Saved data entries:
--

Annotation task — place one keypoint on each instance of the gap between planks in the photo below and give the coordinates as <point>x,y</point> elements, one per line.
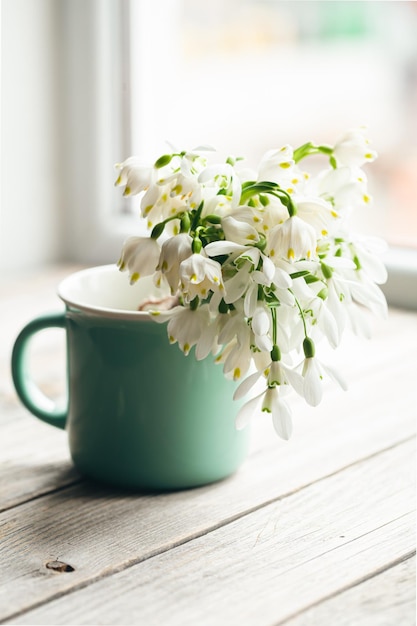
<point>122,567</point>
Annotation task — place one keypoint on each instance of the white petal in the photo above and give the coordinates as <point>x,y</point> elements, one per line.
<point>313,390</point>
<point>251,299</point>
<point>217,248</point>
<point>247,412</point>
<point>281,419</point>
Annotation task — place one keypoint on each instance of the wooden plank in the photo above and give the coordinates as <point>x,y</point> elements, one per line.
<point>34,457</point>
<point>383,600</point>
<point>259,569</point>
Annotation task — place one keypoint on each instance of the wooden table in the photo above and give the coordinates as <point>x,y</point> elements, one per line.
<point>315,531</point>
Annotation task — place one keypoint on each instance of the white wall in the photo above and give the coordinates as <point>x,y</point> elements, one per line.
<point>30,218</point>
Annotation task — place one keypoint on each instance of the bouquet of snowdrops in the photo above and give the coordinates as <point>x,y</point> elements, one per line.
<point>259,264</point>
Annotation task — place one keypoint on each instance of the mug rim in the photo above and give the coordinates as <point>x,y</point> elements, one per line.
<point>92,309</point>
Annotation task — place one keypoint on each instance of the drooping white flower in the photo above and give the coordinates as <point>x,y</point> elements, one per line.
<point>261,326</point>
<point>353,149</point>
<point>133,176</point>
<point>293,240</point>
<point>173,251</point>
<point>314,372</point>
<point>185,326</point>
<point>140,256</point>
<point>199,275</point>
<point>239,231</point>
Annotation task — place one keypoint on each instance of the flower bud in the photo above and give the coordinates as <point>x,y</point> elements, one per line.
<point>163,160</point>
<point>309,348</point>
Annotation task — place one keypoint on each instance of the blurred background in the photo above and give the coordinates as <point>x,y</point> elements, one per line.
<point>86,83</point>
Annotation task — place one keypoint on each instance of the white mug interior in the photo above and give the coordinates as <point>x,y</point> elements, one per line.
<point>107,292</point>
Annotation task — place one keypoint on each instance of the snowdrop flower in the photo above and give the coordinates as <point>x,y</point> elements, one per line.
<point>274,163</point>
<point>186,326</point>
<point>258,264</point>
<point>140,255</point>
<point>261,326</point>
<point>353,149</point>
<point>314,372</point>
<point>269,401</point>
<point>199,275</point>
<point>173,251</point>
<point>293,240</point>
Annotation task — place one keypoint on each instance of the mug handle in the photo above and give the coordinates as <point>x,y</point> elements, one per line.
<point>27,390</point>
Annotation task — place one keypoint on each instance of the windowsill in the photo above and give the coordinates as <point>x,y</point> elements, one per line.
<point>401,286</point>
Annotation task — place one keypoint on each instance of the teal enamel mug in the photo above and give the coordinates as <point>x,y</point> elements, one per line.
<point>140,414</point>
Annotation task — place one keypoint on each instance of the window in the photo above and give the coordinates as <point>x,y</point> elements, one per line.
<point>242,75</point>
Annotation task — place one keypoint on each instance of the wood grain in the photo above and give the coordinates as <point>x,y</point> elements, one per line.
<point>384,599</point>
<point>315,531</point>
<point>258,569</point>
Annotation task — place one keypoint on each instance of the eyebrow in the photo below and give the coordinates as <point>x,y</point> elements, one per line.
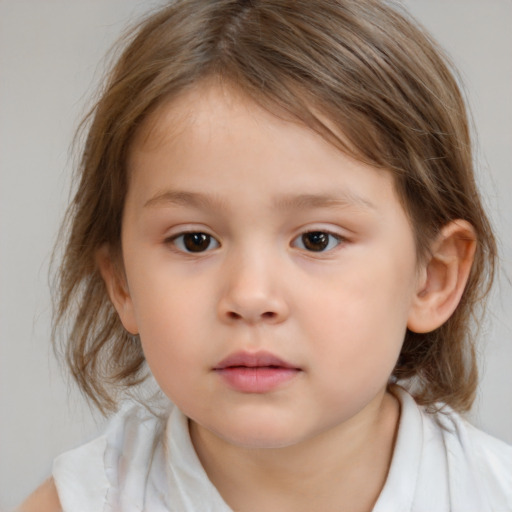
<point>184,198</point>
<point>342,199</point>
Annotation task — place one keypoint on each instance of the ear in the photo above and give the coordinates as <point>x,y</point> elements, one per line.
<point>443,277</point>
<point>117,288</point>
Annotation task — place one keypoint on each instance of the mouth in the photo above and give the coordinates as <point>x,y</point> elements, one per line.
<point>259,372</point>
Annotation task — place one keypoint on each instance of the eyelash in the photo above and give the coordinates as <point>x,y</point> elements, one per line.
<point>328,238</point>
<point>338,239</point>
<point>179,241</point>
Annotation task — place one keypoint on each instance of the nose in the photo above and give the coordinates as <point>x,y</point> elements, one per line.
<point>253,292</point>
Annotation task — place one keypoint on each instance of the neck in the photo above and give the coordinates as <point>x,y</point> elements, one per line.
<point>344,468</point>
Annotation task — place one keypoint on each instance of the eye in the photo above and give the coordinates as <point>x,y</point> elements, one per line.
<point>194,242</point>
<point>317,241</point>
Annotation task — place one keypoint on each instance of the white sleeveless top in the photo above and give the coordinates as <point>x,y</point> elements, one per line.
<point>143,463</point>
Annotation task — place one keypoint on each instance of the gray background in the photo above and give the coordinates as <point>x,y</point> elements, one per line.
<point>51,57</point>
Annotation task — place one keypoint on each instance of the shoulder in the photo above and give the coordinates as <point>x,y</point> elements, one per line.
<point>476,460</point>
<point>442,462</point>
<point>95,475</point>
<point>43,499</point>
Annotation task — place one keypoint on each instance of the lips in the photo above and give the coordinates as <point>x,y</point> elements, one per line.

--

* What the exercise asks
Scale the coordinates in the answers by 1.55 and round each to a whole number (halves up), reproducing every line from the one that contains "of the bouquet" through the one that contains "<point>92,309</point>". Keep the item wording unchanged.

* Reply
Annotation task — place one keypoint on each instance of the bouquet of snowdrops in the photo above and give the coordinates as <point>x,y</point> elements, one per line.
<point>401,409</point>
Annotation task — place one keypoint on each instance of the mug rim in the photo above and give the coordinates as <point>x,y</point> elements, one per line.
<point>143,479</point>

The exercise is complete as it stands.